• Exercise description: Would it be possible to write out each entry below exactly, without the pictures?

[Entries taken from a collection]
-- START --
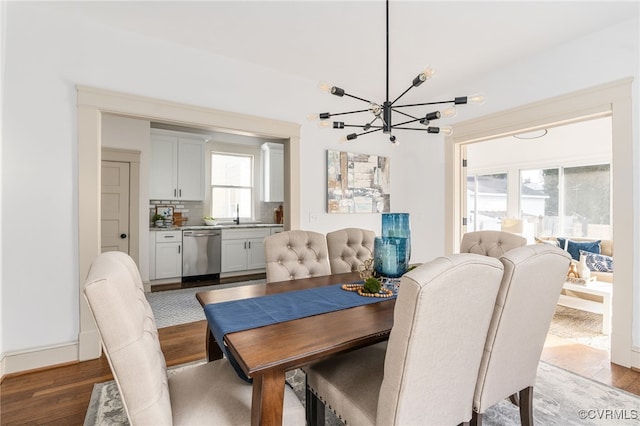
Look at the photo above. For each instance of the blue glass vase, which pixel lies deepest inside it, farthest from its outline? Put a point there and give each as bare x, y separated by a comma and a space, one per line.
397, 225
390, 258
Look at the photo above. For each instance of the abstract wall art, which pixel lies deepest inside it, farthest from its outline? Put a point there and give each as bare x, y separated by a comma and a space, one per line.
357, 183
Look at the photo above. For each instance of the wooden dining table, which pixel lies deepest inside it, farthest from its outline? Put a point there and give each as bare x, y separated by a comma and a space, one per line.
266, 353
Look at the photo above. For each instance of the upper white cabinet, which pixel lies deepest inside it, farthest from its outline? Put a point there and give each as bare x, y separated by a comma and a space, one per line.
177, 168
273, 170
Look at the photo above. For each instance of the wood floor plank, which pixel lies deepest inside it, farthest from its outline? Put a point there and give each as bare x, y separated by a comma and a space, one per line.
60, 396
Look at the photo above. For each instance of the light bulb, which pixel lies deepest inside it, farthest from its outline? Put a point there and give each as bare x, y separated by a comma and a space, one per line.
325, 87
428, 72
446, 130
449, 112
477, 99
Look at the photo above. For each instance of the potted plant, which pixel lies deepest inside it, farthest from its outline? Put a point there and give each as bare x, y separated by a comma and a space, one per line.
158, 220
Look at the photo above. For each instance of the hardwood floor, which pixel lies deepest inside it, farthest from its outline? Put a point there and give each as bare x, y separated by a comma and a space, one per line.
60, 396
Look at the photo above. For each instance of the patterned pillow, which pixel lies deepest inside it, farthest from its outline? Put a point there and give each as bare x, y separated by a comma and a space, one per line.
598, 262
574, 247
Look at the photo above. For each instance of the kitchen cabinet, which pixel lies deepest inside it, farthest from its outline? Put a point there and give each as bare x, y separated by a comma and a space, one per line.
177, 169
273, 172
166, 255
243, 249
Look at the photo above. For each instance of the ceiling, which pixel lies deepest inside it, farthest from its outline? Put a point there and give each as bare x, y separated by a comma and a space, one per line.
343, 42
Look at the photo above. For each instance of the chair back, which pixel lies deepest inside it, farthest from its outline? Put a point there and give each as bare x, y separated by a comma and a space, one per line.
532, 281
349, 248
441, 318
296, 254
490, 243
127, 327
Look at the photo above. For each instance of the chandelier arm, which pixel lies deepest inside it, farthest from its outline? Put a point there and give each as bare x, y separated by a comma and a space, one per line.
424, 104
395, 126
402, 94
358, 98
424, 129
407, 115
370, 131
361, 126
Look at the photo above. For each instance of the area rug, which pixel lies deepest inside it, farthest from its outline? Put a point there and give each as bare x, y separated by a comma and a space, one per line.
560, 398
580, 327
174, 307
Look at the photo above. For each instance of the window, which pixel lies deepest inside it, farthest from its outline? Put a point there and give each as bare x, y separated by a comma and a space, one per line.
231, 185
486, 201
568, 201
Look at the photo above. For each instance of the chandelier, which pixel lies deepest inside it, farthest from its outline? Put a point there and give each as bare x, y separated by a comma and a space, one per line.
382, 113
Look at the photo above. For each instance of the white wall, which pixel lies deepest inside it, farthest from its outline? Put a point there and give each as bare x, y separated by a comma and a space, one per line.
46, 58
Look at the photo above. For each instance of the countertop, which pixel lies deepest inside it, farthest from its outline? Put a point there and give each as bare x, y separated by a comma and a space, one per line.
221, 226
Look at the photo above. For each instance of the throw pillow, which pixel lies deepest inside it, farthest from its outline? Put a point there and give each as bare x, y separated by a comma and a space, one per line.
574, 247
598, 262
549, 242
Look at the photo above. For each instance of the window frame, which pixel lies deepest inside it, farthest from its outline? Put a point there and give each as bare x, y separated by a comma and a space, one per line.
241, 151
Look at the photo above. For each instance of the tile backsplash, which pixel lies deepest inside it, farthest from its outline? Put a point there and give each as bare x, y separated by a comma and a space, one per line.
194, 210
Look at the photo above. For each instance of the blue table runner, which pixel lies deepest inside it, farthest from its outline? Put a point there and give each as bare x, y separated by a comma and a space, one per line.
245, 314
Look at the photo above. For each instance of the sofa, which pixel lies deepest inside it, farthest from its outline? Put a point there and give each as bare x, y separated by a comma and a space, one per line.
606, 249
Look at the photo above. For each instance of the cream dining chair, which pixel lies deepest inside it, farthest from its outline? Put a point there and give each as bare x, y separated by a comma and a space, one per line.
210, 393
349, 248
533, 278
426, 373
490, 243
296, 254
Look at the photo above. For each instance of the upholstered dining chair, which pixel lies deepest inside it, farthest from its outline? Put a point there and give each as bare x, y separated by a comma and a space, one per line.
533, 278
296, 254
490, 243
427, 371
349, 248
210, 393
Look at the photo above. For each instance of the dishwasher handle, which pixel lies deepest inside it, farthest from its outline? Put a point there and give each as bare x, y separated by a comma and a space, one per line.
200, 234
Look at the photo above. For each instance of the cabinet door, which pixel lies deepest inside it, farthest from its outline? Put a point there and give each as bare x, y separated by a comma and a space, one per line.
168, 260
255, 254
234, 255
163, 176
190, 170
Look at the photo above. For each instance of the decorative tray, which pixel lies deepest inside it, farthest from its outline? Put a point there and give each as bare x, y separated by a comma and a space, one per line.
384, 293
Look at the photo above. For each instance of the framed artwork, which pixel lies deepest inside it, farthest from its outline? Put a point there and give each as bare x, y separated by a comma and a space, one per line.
165, 211
357, 183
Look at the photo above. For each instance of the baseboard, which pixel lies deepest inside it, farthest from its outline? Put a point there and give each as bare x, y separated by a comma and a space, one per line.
17, 362
635, 358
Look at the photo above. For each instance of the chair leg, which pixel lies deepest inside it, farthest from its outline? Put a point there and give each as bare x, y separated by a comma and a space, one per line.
314, 409
526, 406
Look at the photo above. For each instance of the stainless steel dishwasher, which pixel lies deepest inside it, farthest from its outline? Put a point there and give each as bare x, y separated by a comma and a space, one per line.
201, 254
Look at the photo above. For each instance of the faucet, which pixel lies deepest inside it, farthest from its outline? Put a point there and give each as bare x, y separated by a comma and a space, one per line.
236, 220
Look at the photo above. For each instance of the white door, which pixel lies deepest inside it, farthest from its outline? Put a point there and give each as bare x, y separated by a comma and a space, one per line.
115, 207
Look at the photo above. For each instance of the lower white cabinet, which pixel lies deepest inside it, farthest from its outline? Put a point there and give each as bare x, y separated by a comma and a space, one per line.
243, 249
166, 255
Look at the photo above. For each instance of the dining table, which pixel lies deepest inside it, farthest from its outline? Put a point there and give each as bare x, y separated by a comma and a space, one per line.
265, 353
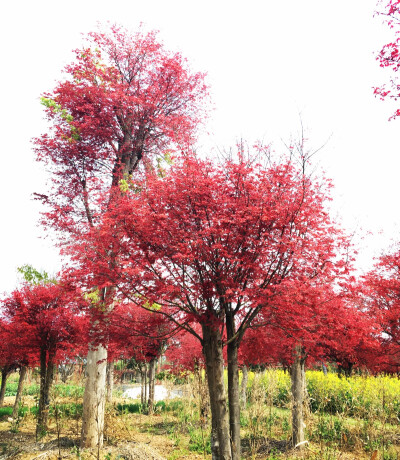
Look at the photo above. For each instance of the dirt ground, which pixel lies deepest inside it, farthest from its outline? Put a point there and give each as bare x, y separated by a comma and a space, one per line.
-- END --
• Complete response:
Look at the photo above. For each instance of the blue glass vase, which pixel lies deepest inside it, farthest from its outline? Put a point there and give each as bare x, y separated by a comma and a space, one per line.
397, 225
390, 258
Look at the photo above. For each instance of the abstract wall art, which pixel lies deepest inside it, farthest from its outline? Put a point there and give each as bare x, y separated by a comma and a space, one per line.
357, 183
Look at the photo above. For each instance of the wooden dining table, which pixel lies deepest inside it, farthest from its outline? Put a point there and give each as bare x, y separated by a comma and a space, one per line.
266, 353
Look at the photo above. For each instance of the upper white cabinet, which pixel lies deepest inside it, farthest from its outline? Put a point there and give each as bare x, y separated by a comma and a space, one per line.
177, 168
273, 170
Look at the photo above. For each instance of the wood floor plank, which pixel lies deepest inside it, farthest from its outline? Put a point there and give each as bare x, y separated by a comma and a space, one per line.
60, 396
Look at the photo above. For each instance of the light bulb, which pixel lies deepest inside it, farthest from its outline? Put a point there and give each as bare x, y separated by a comma and a space, one per line.
325, 87
428, 72
446, 130
449, 112
477, 99
Look at the photo above. For each instance of the potted plant, which pixel lies deepest inside it, farthest from its outline? Put a point there and give each as bare x, y separated by a comma and a space, one per line.
158, 220
Look at the photo above. For each instance of the hardwood floor, which pixel lies deepest inside it, farthest from its outline? Put a point there and give each as bare x, y separated by a comma and a space, one per line.
60, 396
Look at the photo above. For each instance of the patterned pillow, which pixel lies deepest inside it, farthest from its outline? Put a point there and give each as bare x, y separated by a comma and a space, one per line.
598, 262
574, 247
Look at the photo above. For each instance of the kitchen cabinet, which pixel lies deepest inside it, farthest from its outline? Put a point there and give each as bare x, y separated by a comma and a space, one per line.
177, 169
273, 172
166, 255
243, 249
Look at the photo above. For each instance of the ceiling, which pixel lies deepest inside it, farthest from its outline? Put a point there and give each as bare x, y separated by a comma and a space, one per line.
343, 42
Look at the photo above. For each instance of the chair back, which pixel lies deepest inside it, farthest from its outline? Put a point there and give each as bare x, y separated by a comma and a space, one per line.
532, 281
349, 248
441, 318
296, 254
490, 243
127, 327
Look at the photo above. For each instance of the chandelier arm, which pixel lies deepest inside it, farthest from its outline? Put a point there and give each as bare x, y separated by a comma and a space, one per line.
424, 104
395, 126
402, 94
358, 98
424, 129
407, 115
370, 131
361, 126
Look at the photo above. For each instance of the area rug, which pixel lies deepest inside it, farthest from its outline? Put a point there and give each as bare x, y separated by a comma and a space, one per line.
560, 398
580, 327
174, 307
Look at the photo above. For each instance of the window, which pixel lies deepest inside it, farthest from its outline? Put a point there and give each as bare x, y separated by a comma and a space, one per line.
231, 185
486, 201
568, 201
Look at the photo above. For each instance of the chandelier, which pixel lies deepest inside it, farthest from its outline? Put a point there and give each as bare x, y separated by a comma and a space, one per line.
382, 113
Look at the photo above. For each instance of the white wall, which pixel lies deepest inside it, farthest from its outline? Put a point there and give each as bare x, y separated by a comma and a space, one per line.
46, 58
Look at the photo above. For each instance of the countertop, which pixel lies deepest inside it, farthest from its outline? Put a point there and give each as bare x, y separated by a comma and a space, one per line.
221, 226
Look at the photo above. For each instance of the throw pillow, which pixel lies deepest inside it, farthest from its outline? Put a point there and give each as bare x, y separated by a comma and a space, one per line.
574, 247
598, 262
549, 242
Look at the photo above. For each instance of the window frame, which pixel lies deepest inside it, farthest from its outline? Put a point there and give each as bare x, y separated by a comma and a space, one per line.
241, 151
Look at the photo above. For each instance of the tile backsplash, which pixel lies deepest inside it, farthest from its outline? Put a point there and give each as bare x, y separated by a comma and a space, one per line.
194, 210
Look at the photo above. For each instance of the blue table runner, which pixel lies deepest inside it, farthest from its outline? Put a point there and give each as bare x, y separated by a comma and a space, one per line.
245, 314
Look at the photo above. For each instance of the sofa, which pixel lies deepest inside it, farthest from its outline? Put a point there and give each as bare x, y separated by a comma and a space, one per line.
606, 249
Look at the photo above. For each instance of the cream dining chair, which pixel lies deepest inside it, farthest from its outline? Put a point there and give each as bare x, y separated by a comma and a space, one per line.
210, 393
349, 248
533, 278
426, 373
490, 243
296, 254
Look at the photo above. For each instance of the upholstered dining chair, which pixel lies deepest inside it, farthest from its outline? Put a point there and give each as bare x, y separated by a comma and a space, one per line.
533, 278
296, 254
490, 243
427, 371
349, 248
210, 393
Look at the photo above. For each instance of the dishwasher handle, which pixel lies deepest inside it, farthest from its outline? Put a point there and give each as bare x, y separated by a comma and a space, one per line.
200, 234
Look at the photo above. For each instance of the cabinet door, which pixel lies deepest inside it, farthest from its outline? Put a point there and give each as bare x, y separated by a comma and a space, one per line.
168, 260
255, 254
234, 255
163, 176
190, 170
Look at the photo above. For each instance of the decorative tray, which pixel lies deepest inside it, farthest from its outline? Put a point there and give each as bare x, y separated by a comma and a space, one per line.
384, 293
Look at the photo above. For each instance of the framed artwork, which pixel lies deepest inside it, farthest from its outline? Put a point there and give each as bare x, y separated by a comma and a space, one per line.
165, 211
357, 183
Look at the photo above. For each instance of the baseboard, which pixel lies deepest inside it, farthest from its outline? Put a point there and give each as bare x, y separated by a comma and a space, one per line.
17, 362
635, 358
Look at the photo above. For each instance of the chair leg, which pixel lies deepest inside it, farthest from its outline? Put a point there and give each as bare x, y separated by a comma and a space, one per line.
314, 409
526, 406
Look at the photo above. For each instance of the stainless steel dishwasher, which pixel lies deepest inside it, farthest from its outline? Put a point there and give each as bare x, y separated by a comma and a space, one per line.
201, 254
Look at the photo above. For each instance of the faucet, which pixel lies deepest inside it, farthest from its outline? Put a point there and give each as bare x, y separated by a comma and a space, one per line.
236, 220
Look at the photo above. For each instance of the white door, which pixel lies deepest inside it, farthest from its outline? Put a point there and give each as bare x, y separated by a comma and a space, one per line.
115, 207
Look at the photo above. For each instance of the lower white cabinet, which pixel lies deepest inside it, farthest from its outline? Put a point there and give each as bare x, y separated by a comma and a space, one per line.
243, 249
166, 255
Look at the photo above. For each instance of the dining table, which pixel lies deepest inside it, farthest from its outline? Put a point there and give each as bare x, y separated by a comma and a space, one per line.
265, 353
Look at the photo above. For each instance of the dirt ground, which pixel lies deepest inside it, farthest from its outline? Put a point there and give each as bare x, y separated by a comma and a space, one per line.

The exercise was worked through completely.